Dataset entries
<<<<

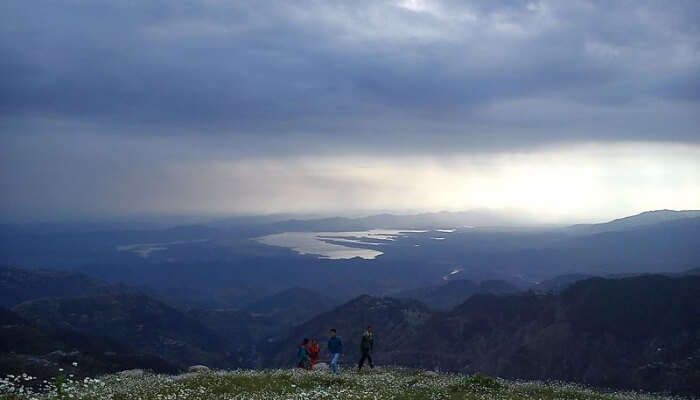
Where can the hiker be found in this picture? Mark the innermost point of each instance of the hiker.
(335, 347)
(366, 347)
(303, 359)
(314, 351)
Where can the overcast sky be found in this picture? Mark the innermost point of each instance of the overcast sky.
(566, 110)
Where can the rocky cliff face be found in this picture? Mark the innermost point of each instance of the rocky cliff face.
(641, 332)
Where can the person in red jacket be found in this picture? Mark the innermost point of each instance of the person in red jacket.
(314, 351)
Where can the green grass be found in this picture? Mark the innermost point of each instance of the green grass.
(382, 383)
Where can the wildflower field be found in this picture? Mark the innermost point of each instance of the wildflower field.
(381, 383)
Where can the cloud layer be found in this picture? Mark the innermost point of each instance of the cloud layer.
(175, 84)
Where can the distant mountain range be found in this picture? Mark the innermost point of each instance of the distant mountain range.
(641, 332)
(638, 332)
(635, 221)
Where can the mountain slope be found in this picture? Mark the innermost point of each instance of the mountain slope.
(394, 320)
(455, 292)
(641, 332)
(18, 285)
(134, 321)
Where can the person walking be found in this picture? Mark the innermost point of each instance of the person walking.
(335, 348)
(366, 347)
(314, 351)
(303, 359)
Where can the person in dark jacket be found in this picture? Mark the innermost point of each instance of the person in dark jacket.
(303, 358)
(335, 348)
(366, 347)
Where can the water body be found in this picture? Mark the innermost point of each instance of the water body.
(317, 243)
(144, 250)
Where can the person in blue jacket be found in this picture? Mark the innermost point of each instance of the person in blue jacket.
(335, 347)
(303, 359)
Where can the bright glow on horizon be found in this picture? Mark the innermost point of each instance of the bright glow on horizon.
(573, 183)
(558, 184)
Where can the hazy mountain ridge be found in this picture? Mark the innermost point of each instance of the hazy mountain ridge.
(635, 221)
(455, 292)
(638, 332)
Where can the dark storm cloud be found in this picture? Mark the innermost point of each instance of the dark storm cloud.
(360, 74)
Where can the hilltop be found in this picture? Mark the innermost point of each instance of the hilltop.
(382, 383)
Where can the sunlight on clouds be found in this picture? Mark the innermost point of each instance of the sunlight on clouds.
(552, 185)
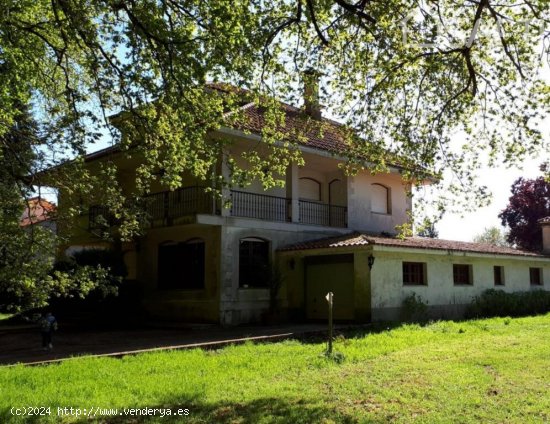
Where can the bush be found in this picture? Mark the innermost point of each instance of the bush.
(497, 303)
(414, 309)
(113, 299)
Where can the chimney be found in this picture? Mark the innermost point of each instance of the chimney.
(545, 226)
(311, 94)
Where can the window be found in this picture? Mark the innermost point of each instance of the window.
(498, 274)
(310, 189)
(414, 273)
(535, 276)
(462, 274)
(380, 200)
(253, 263)
(181, 265)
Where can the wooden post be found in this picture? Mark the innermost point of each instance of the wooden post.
(329, 298)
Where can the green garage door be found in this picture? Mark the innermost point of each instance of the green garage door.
(329, 273)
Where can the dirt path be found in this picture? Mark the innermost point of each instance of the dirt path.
(24, 346)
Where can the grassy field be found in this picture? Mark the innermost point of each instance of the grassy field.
(495, 370)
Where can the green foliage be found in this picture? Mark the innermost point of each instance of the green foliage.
(494, 236)
(414, 309)
(482, 370)
(493, 303)
(146, 63)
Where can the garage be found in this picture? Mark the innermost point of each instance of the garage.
(329, 273)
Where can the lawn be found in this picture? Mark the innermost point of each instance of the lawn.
(494, 370)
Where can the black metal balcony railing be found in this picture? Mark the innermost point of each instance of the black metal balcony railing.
(260, 206)
(322, 214)
(180, 202)
(162, 208)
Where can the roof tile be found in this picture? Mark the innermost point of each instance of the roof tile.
(358, 239)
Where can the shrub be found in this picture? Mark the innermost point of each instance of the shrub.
(497, 303)
(414, 309)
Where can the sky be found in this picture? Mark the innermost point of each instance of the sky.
(499, 182)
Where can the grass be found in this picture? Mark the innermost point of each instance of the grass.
(493, 370)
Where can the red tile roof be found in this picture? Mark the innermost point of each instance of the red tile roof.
(324, 134)
(37, 210)
(358, 239)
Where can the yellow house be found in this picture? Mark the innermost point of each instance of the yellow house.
(200, 261)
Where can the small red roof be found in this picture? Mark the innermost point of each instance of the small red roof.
(358, 239)
(37, 210)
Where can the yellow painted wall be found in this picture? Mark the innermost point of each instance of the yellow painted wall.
(187, 305)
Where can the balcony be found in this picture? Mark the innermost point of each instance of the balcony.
(260, 206)
(164, 208)
(316, 213)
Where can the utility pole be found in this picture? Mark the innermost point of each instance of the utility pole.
(329, 298)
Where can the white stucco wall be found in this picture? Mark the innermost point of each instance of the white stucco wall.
(440, 292)
(360, 215)
(240, 305)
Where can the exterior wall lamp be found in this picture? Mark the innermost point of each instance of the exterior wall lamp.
(371, 261)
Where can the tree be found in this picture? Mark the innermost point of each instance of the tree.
(492, 235)
(27, 275)
(427, 229)
(530, 201)
(80, 62)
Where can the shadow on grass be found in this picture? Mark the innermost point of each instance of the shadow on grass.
(268, 410)
(353, 332)
(272, 410)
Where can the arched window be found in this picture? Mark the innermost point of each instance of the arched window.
(253, 262)
(380, 199)
(310, 189)
(181, 265)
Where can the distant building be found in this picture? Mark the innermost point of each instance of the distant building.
(39, 211)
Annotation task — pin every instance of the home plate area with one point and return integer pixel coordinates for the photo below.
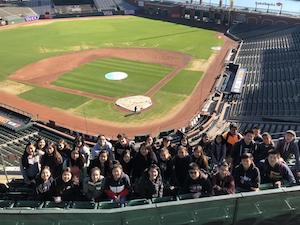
(134, 103)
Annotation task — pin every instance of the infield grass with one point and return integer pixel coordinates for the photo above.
(53, 98)
(90, 77)
(165, 100)
(25, 45)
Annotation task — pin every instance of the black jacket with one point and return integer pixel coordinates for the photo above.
(67, 191)
(292, 150)
(148, 189)
(43, 189)
(261, 153)
(201, 186)
(239, 149)
(140, 164)
(280, 172)
(55, 167)
(167, 171)
(105, 169)
(181, 169)
(248, 179)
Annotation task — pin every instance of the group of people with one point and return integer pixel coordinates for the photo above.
(123, 170)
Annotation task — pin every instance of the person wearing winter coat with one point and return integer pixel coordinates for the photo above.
(218, 150)
(223, 181)
(117, 186)
(247, 175)
(102, 162)
(142, 160)
(181, 165)
(30, 164)
(289, 149)
(44, 184)
(245, 145)
(150, 185)
(65, 187)
(276, 170)
(93, 185)
(102, 144)
(53, 160)
(197, 183)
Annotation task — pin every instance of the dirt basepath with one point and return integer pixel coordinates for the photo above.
(44, 72)
(177, 119)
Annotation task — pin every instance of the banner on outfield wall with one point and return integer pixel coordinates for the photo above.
(7, 122)
(31, 18)
(238, 81)
(107, 13)
(141, 4)
(129, 12)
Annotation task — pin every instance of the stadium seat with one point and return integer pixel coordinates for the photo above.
(109, 205)
(27, 205)
(4, 204)
(163, 199)
(137, 202)
(54, 205)
(84, 205)
(186, 196)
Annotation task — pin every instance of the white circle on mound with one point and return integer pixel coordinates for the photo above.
(134, 103)
(116, 76)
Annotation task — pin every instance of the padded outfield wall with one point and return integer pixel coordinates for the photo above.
(277, 206)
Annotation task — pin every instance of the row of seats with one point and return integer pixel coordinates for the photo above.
(29, 205)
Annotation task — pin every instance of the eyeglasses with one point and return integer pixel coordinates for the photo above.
(192, 172)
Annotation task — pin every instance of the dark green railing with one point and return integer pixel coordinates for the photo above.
(276, 206)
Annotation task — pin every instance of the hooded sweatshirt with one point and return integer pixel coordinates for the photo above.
(246, 179)
(114, 188)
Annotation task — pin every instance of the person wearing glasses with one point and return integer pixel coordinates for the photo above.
(197, 183)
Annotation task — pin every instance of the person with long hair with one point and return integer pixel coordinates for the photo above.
(200, 158)
(150, 184)
(197, 183)
(143, 159)
(30, 164)
(52, 159)
(117, 186)
(102, 162)
(102, 144)
(218, 150)
(76, 164)
(127, 162)
(44, 185)
(65, 187)
(41, 146)
(64, 149)
(93, 185)
(181, 164)
(79, 143)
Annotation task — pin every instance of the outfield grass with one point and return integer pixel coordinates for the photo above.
(53, 98)
(164, 101)
(90, 77)
(26, 45)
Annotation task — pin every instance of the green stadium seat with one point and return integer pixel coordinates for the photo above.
(109, 205)
(54, 205)
(84, 205)
(163, 199)
(136, 202)
(27, 205)
(266, 186)
(186, 196)
(4, 204)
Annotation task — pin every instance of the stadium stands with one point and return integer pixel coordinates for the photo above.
(270, 92)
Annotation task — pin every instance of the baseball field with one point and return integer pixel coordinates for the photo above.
(61, 64)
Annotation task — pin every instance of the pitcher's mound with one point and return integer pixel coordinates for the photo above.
(134, 103)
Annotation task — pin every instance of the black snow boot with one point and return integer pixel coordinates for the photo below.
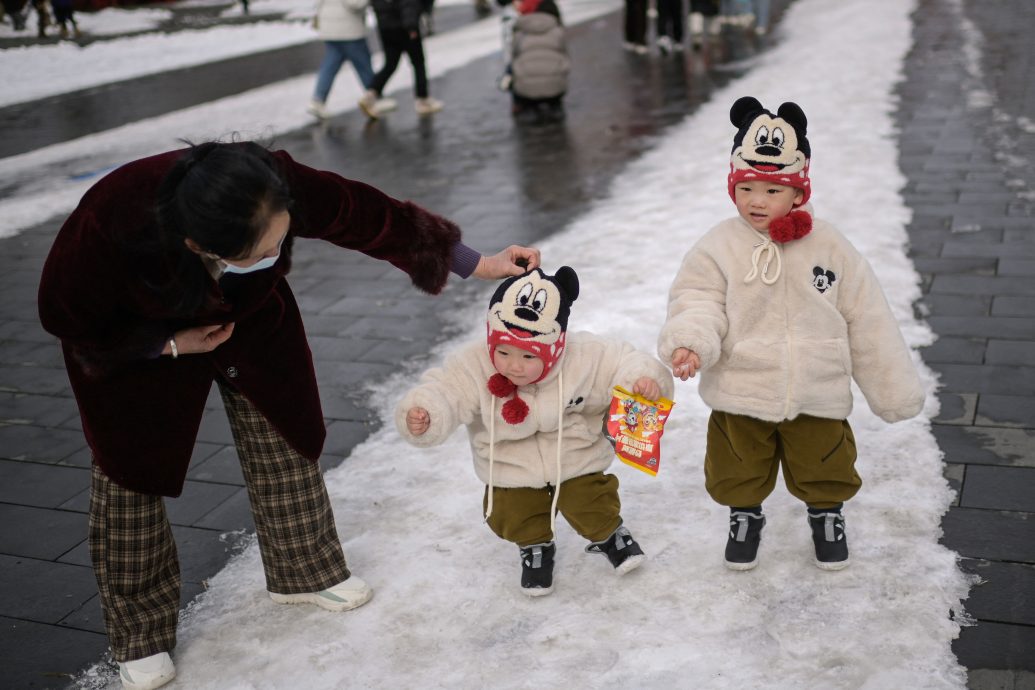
(829, 537)
(621, 549)
(745, 535)
(537, 569)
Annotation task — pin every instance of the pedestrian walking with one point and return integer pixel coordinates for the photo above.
(398, 27)
(170, 275)
(636, 26)
(670, 23)
(779, 312)
(342, 25)
(537, 76)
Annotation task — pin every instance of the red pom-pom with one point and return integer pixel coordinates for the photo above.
(792, 227)
(500, 386)
(514, 411)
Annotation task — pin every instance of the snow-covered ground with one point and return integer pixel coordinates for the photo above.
(447, 611)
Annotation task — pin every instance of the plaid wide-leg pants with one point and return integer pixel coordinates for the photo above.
(135, 556)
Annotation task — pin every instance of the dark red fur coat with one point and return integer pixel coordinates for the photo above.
(141, 412)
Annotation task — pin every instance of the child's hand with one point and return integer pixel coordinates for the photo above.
(684, 363)
(417, 421)
(647, 387)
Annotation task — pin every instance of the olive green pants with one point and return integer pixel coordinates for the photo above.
(818, 456)
(589, 504)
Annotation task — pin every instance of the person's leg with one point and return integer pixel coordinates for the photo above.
(138, 573)
(334, 54)
(415, 51)
(393, 43)
(358, 53)
(297, 539)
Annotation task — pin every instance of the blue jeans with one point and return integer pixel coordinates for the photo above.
(337, 52)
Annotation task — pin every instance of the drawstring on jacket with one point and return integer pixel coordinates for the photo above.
(560, 438)
(771, 250)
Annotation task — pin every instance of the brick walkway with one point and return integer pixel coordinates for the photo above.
(972, 189)
(504, 184)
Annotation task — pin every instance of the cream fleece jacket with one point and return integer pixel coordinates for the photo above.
(525, 454)
(776, 351)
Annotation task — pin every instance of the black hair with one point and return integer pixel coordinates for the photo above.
(220, 197)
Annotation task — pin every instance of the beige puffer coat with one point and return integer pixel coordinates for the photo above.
(777, 351)
(525, 454)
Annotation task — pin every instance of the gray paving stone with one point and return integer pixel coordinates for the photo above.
(1013, 306)
(956, 408)
(1019, 353)
(35, 655)
(38, 533)
(986, 445)
(223, 468)
(999, 488)
(42, 591)
(1007, 410)
(198, 500)
(1007, 594)
(983, 327)
(40, 485)
(955, 247)
(994, 535)
(344, 436)
(987, 379)
(957, 305)
(234, 514)
(997, 646)
(88, 617)
(25, 442)
(983, 285)
(965, 351)
(954, 474)
(1010, 266)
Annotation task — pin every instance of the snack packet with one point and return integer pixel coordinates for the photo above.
(633, 426)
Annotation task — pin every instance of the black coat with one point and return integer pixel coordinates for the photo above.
(397, 13)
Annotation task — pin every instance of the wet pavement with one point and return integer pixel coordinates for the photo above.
(505, 183)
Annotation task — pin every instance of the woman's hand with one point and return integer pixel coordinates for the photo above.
(417, 421)
(648, 388)
(512, 261)
(200, 339)
(684, 363)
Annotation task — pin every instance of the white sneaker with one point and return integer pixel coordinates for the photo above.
(426, 106)
(385, 106)
(344, 596)
(318, 110)
(146, 673)
(368, 103)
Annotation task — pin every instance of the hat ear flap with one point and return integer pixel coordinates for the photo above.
(743, 111)
(793, 114)
(567, 280)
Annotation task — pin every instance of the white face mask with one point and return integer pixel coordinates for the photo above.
(260, 265)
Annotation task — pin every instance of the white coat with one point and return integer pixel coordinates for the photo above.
(342, 20)
(525, 453)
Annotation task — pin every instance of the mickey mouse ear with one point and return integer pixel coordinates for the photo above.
(567, 280)
(744, 109)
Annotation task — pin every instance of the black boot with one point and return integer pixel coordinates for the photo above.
(537, 569)
(829, 537)
(745, 534)
(621, 549)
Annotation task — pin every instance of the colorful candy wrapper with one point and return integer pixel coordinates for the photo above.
(633, 426)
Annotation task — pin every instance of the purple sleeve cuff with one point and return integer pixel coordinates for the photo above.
(465, 260)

>>>>

■ WORK REQUEST ■
Reproduce verbatim only the lines from the one holding "Annotation task — pin every instance of the white sneaker" through the end of the records.

■ RESULT ■
Annotation task — pin every instance of the white sneaker with one point and return integer pixel coordinates for the photo above.
(426, 106)
(385, 106)
(344, 596)
(318, 110)
(146, 673)
(368, 103)
Annotation task — pin every instance of the hat ear flap with one point and return integer pixel coordinates for the photo above.
(743, 111)
(793, 114)
(567, 280)
Annotation task — pin every instance of the white face mask with one point and return integer pixel coordinates for the photo above.
(260, 265)
Annotation task — pin every instance of the white coat with one point and return integer pixel coordinates for the photo above.
(342, 20)
(525, 453)
Annotation task — pin every instance of the mickey mouse ear with one point and return integer pixel coordinates for the photo above.
(567, 280)
(744, 109)
Annotation task — pin every instance of the black boot with one point and return integer pixel coordinates for the photo above.
(537, 569)
(829, 537)
(745, 534)
(621, 549)
Annotation task — pin every instance of the colorful candy wrapper with one point and return integer pixel coordinates for the photo above.
(633, 426)
Annotation task — pin every instance of the purple sleeve cuff with one point and return integer pixel coordinates for the photo above.
(465, 260)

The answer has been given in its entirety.